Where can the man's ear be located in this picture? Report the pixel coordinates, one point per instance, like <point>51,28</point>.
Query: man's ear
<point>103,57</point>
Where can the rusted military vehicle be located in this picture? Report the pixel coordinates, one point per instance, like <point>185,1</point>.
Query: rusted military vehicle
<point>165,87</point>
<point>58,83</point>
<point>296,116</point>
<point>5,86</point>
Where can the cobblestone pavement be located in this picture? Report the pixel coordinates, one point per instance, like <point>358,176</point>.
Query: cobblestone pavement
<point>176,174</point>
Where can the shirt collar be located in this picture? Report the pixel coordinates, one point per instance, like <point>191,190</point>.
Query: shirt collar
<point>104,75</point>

PROBLEM — Starting from the line with "Query: cobblestone pavement" and ending with the final line of the data, quote every line exactly, both ends included.

EXERCISE ANSWER —
Query: cobblestone pavement
<point>176,174</point>
Where can the shirt collar be located in this picture? Report the pixel coordinates, one point per instance, like <point>191,190</point>.
Query: shirt collar
<point>104,75</point>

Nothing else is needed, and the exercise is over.